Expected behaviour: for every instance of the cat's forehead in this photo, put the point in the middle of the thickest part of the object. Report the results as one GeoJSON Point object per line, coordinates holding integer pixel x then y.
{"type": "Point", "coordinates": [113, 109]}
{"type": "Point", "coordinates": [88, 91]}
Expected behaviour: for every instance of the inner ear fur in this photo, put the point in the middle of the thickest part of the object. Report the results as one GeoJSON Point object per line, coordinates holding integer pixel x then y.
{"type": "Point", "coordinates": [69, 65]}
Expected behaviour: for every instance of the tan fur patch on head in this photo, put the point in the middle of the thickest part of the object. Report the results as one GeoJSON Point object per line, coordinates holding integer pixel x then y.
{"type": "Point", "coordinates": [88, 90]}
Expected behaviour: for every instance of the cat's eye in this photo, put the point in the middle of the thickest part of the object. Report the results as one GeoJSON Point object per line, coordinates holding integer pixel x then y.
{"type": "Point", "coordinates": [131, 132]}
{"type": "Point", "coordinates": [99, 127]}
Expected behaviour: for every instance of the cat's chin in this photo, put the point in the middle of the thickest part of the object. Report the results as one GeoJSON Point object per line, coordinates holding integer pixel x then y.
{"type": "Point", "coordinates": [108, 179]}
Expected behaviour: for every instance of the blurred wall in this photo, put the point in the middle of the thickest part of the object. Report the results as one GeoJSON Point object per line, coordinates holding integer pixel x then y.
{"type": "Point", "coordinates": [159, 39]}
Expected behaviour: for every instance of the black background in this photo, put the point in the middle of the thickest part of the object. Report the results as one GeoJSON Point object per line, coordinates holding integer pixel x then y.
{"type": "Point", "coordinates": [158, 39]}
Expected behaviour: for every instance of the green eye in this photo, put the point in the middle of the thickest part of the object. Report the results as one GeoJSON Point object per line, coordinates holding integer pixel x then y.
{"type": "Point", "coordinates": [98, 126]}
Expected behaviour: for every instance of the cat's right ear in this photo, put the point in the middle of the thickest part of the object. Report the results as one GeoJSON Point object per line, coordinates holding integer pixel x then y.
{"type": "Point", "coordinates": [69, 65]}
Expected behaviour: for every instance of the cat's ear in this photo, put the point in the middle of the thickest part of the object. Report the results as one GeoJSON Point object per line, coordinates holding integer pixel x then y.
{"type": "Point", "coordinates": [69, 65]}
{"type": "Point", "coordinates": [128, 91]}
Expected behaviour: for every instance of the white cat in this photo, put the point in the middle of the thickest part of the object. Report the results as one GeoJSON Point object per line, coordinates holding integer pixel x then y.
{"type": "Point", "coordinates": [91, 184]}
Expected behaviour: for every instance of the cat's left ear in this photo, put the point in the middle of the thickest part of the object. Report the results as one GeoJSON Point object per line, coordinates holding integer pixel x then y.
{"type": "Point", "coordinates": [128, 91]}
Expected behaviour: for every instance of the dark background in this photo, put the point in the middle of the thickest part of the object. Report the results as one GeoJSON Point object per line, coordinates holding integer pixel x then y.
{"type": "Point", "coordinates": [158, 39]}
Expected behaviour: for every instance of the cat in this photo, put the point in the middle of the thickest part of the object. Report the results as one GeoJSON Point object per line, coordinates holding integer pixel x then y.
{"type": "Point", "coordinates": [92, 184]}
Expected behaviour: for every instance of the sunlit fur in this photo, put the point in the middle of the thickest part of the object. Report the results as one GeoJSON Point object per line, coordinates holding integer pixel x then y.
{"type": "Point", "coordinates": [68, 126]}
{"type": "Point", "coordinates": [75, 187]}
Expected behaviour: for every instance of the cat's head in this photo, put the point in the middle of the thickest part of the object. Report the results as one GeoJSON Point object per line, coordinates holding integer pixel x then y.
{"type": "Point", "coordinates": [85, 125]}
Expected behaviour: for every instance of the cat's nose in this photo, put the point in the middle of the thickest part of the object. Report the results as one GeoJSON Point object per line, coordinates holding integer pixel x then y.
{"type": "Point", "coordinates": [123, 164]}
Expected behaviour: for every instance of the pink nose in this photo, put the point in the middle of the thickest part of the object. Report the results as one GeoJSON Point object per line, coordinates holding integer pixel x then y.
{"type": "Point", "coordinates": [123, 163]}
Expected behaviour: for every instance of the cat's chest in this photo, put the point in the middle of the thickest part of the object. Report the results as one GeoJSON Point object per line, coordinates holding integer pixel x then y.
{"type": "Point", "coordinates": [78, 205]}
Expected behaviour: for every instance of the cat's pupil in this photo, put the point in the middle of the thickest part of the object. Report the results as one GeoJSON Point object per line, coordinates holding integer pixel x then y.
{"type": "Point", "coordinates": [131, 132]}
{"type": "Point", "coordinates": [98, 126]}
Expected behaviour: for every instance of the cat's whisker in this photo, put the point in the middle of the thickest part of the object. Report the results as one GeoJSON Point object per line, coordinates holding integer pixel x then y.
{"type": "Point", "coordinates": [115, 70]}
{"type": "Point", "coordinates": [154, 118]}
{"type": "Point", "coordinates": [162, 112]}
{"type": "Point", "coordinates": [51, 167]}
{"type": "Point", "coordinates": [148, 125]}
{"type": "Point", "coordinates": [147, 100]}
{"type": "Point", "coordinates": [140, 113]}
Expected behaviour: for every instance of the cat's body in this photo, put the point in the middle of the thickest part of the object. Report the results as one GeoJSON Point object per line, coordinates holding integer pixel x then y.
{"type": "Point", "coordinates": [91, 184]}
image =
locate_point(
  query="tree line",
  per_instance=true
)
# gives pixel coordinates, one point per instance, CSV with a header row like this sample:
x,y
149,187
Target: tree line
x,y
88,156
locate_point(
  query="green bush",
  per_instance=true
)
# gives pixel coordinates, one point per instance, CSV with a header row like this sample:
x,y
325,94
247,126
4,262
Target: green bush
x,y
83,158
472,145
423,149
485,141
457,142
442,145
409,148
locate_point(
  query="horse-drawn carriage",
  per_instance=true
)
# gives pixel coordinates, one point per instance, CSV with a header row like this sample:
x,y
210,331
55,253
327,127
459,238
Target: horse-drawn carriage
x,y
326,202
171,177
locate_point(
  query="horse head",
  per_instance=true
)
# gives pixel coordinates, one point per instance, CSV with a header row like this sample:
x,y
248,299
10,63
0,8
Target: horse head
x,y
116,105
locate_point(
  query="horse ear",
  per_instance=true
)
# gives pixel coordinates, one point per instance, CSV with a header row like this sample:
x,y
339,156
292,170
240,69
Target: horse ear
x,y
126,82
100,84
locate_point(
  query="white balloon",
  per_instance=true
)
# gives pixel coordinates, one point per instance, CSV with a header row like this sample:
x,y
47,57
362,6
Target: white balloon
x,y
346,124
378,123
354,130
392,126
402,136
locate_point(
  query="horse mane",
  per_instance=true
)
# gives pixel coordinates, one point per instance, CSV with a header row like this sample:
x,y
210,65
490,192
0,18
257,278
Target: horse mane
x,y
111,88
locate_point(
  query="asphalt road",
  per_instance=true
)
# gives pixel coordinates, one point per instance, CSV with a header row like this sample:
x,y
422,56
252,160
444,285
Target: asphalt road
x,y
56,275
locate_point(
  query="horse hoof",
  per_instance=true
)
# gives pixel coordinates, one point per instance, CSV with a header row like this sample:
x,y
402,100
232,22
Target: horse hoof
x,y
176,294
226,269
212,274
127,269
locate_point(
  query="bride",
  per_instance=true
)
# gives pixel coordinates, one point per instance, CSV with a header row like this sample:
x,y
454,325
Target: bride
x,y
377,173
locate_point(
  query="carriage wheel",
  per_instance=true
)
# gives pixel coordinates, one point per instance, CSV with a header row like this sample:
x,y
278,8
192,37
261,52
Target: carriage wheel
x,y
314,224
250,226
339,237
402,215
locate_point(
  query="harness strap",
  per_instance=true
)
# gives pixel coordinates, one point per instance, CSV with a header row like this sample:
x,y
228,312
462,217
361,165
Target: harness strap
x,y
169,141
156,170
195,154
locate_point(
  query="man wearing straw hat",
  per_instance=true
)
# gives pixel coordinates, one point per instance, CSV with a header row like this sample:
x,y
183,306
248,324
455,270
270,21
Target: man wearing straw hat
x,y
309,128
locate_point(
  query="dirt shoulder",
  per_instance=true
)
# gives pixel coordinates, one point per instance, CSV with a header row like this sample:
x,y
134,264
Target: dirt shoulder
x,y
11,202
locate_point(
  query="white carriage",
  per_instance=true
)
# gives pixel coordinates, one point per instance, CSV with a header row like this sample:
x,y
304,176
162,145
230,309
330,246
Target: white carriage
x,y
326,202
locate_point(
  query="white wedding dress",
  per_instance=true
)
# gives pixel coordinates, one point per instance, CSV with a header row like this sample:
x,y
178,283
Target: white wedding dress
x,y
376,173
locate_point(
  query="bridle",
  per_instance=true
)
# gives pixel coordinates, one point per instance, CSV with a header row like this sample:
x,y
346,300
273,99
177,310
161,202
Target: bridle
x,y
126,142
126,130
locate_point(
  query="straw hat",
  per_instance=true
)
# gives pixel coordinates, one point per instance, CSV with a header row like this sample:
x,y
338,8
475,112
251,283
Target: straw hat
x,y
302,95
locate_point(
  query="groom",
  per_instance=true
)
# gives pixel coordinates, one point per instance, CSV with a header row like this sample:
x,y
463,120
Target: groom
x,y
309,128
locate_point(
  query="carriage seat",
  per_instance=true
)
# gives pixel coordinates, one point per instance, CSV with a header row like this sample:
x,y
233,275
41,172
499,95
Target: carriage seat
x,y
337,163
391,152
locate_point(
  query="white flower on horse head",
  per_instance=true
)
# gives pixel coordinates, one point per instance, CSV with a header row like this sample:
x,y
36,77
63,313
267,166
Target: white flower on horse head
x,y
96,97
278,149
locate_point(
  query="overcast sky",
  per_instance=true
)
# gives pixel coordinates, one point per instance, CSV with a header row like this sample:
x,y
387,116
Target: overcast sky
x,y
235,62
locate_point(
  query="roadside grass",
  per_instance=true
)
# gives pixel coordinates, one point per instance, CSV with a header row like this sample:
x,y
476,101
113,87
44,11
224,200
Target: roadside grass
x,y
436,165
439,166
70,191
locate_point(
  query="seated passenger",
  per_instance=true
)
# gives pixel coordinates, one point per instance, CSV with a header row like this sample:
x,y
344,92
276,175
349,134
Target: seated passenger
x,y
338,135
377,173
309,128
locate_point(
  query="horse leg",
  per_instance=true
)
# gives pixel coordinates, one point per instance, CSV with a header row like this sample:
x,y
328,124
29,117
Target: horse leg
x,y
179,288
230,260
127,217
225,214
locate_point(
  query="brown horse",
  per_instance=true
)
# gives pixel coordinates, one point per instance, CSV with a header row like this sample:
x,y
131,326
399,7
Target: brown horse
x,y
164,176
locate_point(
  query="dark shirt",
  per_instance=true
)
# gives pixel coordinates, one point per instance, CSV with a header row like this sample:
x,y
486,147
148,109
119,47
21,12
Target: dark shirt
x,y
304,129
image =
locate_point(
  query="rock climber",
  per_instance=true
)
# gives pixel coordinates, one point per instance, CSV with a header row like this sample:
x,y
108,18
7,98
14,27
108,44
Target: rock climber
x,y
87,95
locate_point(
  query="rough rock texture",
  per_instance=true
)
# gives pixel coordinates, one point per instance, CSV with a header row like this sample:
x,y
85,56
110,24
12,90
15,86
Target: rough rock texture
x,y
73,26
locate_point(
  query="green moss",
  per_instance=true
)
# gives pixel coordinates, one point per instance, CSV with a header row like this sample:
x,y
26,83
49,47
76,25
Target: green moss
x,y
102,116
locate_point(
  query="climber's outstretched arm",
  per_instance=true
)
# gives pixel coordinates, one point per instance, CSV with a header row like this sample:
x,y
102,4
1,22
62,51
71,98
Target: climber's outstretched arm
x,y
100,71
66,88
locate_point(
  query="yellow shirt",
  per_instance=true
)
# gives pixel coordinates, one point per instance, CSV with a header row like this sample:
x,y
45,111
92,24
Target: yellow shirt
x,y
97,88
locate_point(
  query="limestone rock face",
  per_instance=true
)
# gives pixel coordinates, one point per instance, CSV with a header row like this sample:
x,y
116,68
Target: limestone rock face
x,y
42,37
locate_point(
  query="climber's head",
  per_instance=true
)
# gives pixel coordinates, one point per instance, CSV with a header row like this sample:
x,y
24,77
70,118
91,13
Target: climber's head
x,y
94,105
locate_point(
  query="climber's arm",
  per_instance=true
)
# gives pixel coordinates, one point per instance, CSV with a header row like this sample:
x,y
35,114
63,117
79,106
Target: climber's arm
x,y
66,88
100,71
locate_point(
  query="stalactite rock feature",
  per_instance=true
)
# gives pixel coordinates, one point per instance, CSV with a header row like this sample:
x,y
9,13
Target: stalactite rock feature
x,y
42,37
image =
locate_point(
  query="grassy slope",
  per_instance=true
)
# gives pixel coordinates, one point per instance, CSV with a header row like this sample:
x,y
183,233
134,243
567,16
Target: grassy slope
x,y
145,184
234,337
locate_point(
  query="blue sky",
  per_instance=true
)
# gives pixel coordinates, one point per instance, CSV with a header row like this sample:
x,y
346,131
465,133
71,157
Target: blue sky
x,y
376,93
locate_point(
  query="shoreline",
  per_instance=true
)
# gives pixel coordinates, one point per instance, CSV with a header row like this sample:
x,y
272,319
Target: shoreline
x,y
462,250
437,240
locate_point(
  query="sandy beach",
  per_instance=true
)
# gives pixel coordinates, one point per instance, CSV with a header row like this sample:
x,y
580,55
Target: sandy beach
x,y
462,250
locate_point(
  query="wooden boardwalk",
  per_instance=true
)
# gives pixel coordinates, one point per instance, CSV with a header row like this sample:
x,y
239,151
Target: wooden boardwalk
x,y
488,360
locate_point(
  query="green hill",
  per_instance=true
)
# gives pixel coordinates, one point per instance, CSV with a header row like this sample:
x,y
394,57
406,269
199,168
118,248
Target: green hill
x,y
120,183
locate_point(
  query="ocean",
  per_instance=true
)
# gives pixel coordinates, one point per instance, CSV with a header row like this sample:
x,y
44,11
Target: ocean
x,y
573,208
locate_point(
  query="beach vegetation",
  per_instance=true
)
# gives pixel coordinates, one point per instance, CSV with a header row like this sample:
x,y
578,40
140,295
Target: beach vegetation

------------

*Exercise goal*
Return a copy of each line in the entries that carries the string "vegetation".

*Exercise answer*
  query="beach vegetation",
Target: beach vegetation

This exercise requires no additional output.